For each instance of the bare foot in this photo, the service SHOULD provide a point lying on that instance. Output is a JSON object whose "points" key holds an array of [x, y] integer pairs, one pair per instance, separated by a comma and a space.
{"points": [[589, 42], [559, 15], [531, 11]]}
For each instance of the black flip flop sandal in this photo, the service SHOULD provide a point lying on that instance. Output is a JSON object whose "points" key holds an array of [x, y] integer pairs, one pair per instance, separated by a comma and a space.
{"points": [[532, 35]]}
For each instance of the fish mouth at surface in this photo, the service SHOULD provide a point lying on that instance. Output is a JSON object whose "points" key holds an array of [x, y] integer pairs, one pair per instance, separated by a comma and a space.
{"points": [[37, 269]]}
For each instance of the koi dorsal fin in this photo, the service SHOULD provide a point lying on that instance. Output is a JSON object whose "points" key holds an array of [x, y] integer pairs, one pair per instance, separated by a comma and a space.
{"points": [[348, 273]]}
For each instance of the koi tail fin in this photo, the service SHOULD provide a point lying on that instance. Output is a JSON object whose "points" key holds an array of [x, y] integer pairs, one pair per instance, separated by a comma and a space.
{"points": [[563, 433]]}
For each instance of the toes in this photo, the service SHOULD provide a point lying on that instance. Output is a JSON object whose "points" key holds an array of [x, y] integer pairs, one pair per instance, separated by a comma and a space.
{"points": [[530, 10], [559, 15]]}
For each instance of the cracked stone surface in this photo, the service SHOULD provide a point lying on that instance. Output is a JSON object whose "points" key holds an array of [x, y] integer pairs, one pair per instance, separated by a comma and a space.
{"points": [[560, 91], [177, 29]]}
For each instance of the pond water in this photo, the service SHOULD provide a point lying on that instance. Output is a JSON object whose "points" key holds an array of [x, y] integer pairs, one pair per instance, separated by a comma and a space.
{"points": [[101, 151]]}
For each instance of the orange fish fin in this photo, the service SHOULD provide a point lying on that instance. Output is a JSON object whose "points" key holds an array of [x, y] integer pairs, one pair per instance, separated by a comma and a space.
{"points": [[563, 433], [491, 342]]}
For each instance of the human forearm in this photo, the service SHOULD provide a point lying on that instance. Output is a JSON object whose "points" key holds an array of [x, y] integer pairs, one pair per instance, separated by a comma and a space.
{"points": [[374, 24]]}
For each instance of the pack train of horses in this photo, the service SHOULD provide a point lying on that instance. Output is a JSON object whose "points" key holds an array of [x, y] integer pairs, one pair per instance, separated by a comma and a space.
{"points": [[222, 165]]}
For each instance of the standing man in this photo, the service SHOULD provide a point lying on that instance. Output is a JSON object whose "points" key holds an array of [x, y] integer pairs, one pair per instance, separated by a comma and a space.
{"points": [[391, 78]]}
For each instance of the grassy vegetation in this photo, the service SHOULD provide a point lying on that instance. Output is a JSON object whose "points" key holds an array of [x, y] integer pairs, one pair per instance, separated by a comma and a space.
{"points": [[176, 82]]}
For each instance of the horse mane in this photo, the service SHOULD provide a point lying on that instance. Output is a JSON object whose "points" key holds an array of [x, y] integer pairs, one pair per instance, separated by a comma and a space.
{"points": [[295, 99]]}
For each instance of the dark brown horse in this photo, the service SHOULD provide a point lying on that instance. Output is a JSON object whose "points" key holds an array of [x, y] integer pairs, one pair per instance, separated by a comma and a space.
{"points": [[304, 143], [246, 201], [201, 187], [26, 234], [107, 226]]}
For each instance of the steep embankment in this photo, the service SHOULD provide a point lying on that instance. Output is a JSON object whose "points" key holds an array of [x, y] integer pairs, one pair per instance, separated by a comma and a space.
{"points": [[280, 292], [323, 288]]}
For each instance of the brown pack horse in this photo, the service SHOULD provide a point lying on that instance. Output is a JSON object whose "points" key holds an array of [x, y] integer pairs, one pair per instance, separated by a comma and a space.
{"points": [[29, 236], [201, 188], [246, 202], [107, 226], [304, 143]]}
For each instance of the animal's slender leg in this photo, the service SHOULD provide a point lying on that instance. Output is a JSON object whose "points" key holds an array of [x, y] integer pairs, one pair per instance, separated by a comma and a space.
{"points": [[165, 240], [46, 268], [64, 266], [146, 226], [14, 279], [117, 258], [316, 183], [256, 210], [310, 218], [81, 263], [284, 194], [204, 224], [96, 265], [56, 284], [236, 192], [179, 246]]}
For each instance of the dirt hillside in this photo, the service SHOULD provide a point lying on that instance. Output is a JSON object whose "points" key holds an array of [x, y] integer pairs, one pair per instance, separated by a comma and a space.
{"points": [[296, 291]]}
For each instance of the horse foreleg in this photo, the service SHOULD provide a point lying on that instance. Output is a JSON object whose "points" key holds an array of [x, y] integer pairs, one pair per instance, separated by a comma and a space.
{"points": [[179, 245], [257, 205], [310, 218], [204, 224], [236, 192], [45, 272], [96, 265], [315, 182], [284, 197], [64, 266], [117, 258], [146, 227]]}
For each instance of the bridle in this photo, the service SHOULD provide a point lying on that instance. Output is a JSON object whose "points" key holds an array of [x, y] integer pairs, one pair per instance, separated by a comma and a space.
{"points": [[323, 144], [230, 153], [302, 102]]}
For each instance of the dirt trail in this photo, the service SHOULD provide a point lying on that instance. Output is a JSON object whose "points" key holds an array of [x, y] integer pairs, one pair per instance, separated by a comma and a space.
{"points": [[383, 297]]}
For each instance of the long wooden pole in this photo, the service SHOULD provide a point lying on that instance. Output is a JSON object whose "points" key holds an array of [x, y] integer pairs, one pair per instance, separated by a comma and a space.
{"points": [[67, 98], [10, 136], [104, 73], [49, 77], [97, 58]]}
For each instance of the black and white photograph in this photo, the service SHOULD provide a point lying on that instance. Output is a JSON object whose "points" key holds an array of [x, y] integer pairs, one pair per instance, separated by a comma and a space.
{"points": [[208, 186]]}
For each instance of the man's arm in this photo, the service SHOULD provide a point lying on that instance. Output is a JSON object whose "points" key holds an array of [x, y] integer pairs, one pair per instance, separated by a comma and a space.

■ ■ ■

**Description of the task:** Return every record above exactly as it appears.

**Response:**
For each instance of the bare foot in this photo, the service SHOULD provide a point lying on that instance. Output is a JSON object whose "points" key holds an array of [x, y] integer pairs, one pair per instance, separated by a comma and a space.
{"points": [[589, 42], [559, 15], [531, 11]]}
For each instance of the black flip flop sandal in this photo, the service SHOULD provide a point lying on that instance. Output is a JSON object whose "points" key holds an array of [x, y] integer pairs, one pair per instance, separated by a comma and a space.
{"points": [[532, 35]]}
For each instance of the fish mouth at surface in this photo, the service SHOULD provide a point lying on that instance. Output is a JSON object whose "points" key holds an array of [x, y] integer pairs, one pair per instance, separated by a comma and a space.
{"points": [[37, 269]]}
For each instance of the koi dorsal fin in this photo, the service SHOULD provide a point lying on that instance. Output is a JSON object whose "points" key holds an array of [x, y] integer pairs, one pair per instance, separated by a comma and a space.
{"points": [[348, 273]]}
For each instance of the koi tail fin in this photo, the service SHOULD provide a point lying on that instance. Output is a JSON object whose "points" key holds an array of [x, y] integer pairs, one pair per instance, separated by a comma and a space.
{"points": [[563, 433]]}
For each instance of the toes in this photo, the service SHOULD provide a point lying on that instance. Output is a JSON object whose "points" key holds an array of [x, y] integer pairs, one pair per instance, separated by a comma and a space.
{"points": [[530, 10], [559, 15]]}
For each instance of the cracked stone surface in this photo, the service SHOULD provide a point lying on that instance. Output is a JSON object whose "points" key holds an array of [x, y] integer pairs, one pair per instance, separated by a comma and a space.
{"points": [[560, 91], [177, 29]]}
For each instance of the pond water in this photo, the service SHOULD provide a point lying on that instance. Output is a JSON object whose "points" key holds an array of [x, y] integer pairs, one pair per instance, separated by a comma and a space.
{"points": [[101, 151]]}
For each instance of the orange fish fin in this photo, the service SHOULD provide a point lying on that instance. Output is a JSON object whose "points" key holds an array of [x, y] integer pairs, one pair per instance, separated by a comma and a space.
{"points": [[563, 433], [491, 342]]}
For each instance of the human forearm in this photo, the service SHOULD provide a point lying on that instance. Output is a JSON object whose "points" key holds an array of [x, y] integer pairs, one pair per instance, separated by a comma and a space.
{"points": [[374, 24]]}
For each instance of the pack train of horses in this photo, the service SHOULD provide a point lying on that instance. Output is a JSON object whose "points" key holds an array of [x, y] integer pairs, one pair per instance, separated by a comma and a space.
{"points": [[222, 165]]}
For each instance of the standing man in this photo, the service SHOULD provide a point lying on that instance. Output is a JSON object whose "points" key holds an array of [x, y] integer pairs, one pair per instance, separated by a comma and a space.
{"points": [[391, 78]]}
For each instance of the grassy vegetation in this photo, the service SHOULD provide a point lying on that instance. Output is a JSON object whose "points" key holds an array of [x, y] integer pairs, one pair per instance, separated by a comma and a space.
{"points": [[176, 82]]}
For each instance of the horse mane in this photo, the service SHOULD provide a point lying on that instance. Output is a JSON object whose "points" key holds an array of [x, y] integer pairs, one pair per instance, separated by a comma and a space.
{"points": [[295, 99]]}
For each instance of the dark brown horse in this photo, the service SHOULD provide a point lying on that instance. Output is a JSON object whose "points" key holds an array of [x, y] integer pairs, one pair per instance, separated by a comma and a space.
{"points": [[304, 143], [246, 201], [201, 187], [26, 234], [107, 226]]}
For each instance of the steep embankment in this photo, the service SHOULD provide a point lying on that instance. Output is a JSON object whose "points" key holds an array of [x, y] integer pairs, one pair per instance, separated by a comma and a space.
{"points": [[280, 292], [323, 288]]}
For each instance of the brown pack horse in this photo, the service SHOULD provide a point lying on that instance. Output is a JSON object whose "points" key holds an array of [x, y] integer pairs, one pair per instance, separated by a comma and a space.
{"points": [[29, 236], [201, 188], [246, 202], [107, 226], [304, 143]]}
For each instance of the animal's slender leg in this photo, the service SHOULD provide a point lying on that instance. Output is a JSON object whose "points" key holds an array of [x, y] integer pairs, one pair per instance, separated by a comma and a space.
{"points": [[165, 240], [46, 268], [64, 266], [146, 226], [14, 279], [117, 258], [316, 183], [256, 210], [310, 218], [81, 263], [284, 194], [204, 224], [96, 265], [56, 284], [236, 192], [179, 246]]}
For each instance of the dirt hillside in this photo, the service SHOULD provide a point lying on that instance. Output is a JSON object whose "points" key holds an array of [x, y] integer pairs, one pair per instance, separated by a comma and a space.
{"points": [[296, 291]]}
For each instance of the horse foreleg in this photo, the service SHOULD provide a point lying on that instance. Output is a JSON object whose "points" key holds an array of [x, y] integer pairs, one pair per instance, separated by a comma and a space.
{"points": [[179, 245], [257, 205], [310, 218], [204, 224], [236, 192], [45, 272], [96, 265], [315, 182], [284, 197], [64, 266], [117, 258], [146, 227]]}
For each instance of the bridle in this photo, the service SHOULD provide a point lying on that instance. Output is a JSON object whose "points" key holds an array of [x, y] integer pairs, one pair per instance, separated by a comma and a space.
{"points": [[323, 144], [230, 153], [302, 102]]}
For each instance of the dirt trail in this photo, the service SHOULD provide a point lying on that instance. Output is a JSON object whose "points" key holds an array of [x, y] integer pairs, one pair per instance, separated by a comma and a space.
{"points": [[383, 297]]}
For each instance of the long wooden pole in this photo, the service SHOULD provide a point lying on that instance. Output is a JSON object whose "points" key holds an array of [x, y] integer pairs, one pair per instance, separated by a comma and a space.
{"points": [[67, 98], [10, 136], [104, 73], [49, 77], [97, 58]]}
For each instance of the black and white photograph in this photo, the service SHOULD provide a point lying on that instance. Output is a JSON object whose "points" key holds an array of [x, y] integer pairs, one pair per instance, separated by a comma and a space.
{"points": [[208, 186]]}
For each instance of the man's arm in this photo, the service SHOULD provide a point lying on that instance. Output is a JSON object whose "points" key holds an array of [x, y] integer pairs, one pair per instance, separated by a comma and a space.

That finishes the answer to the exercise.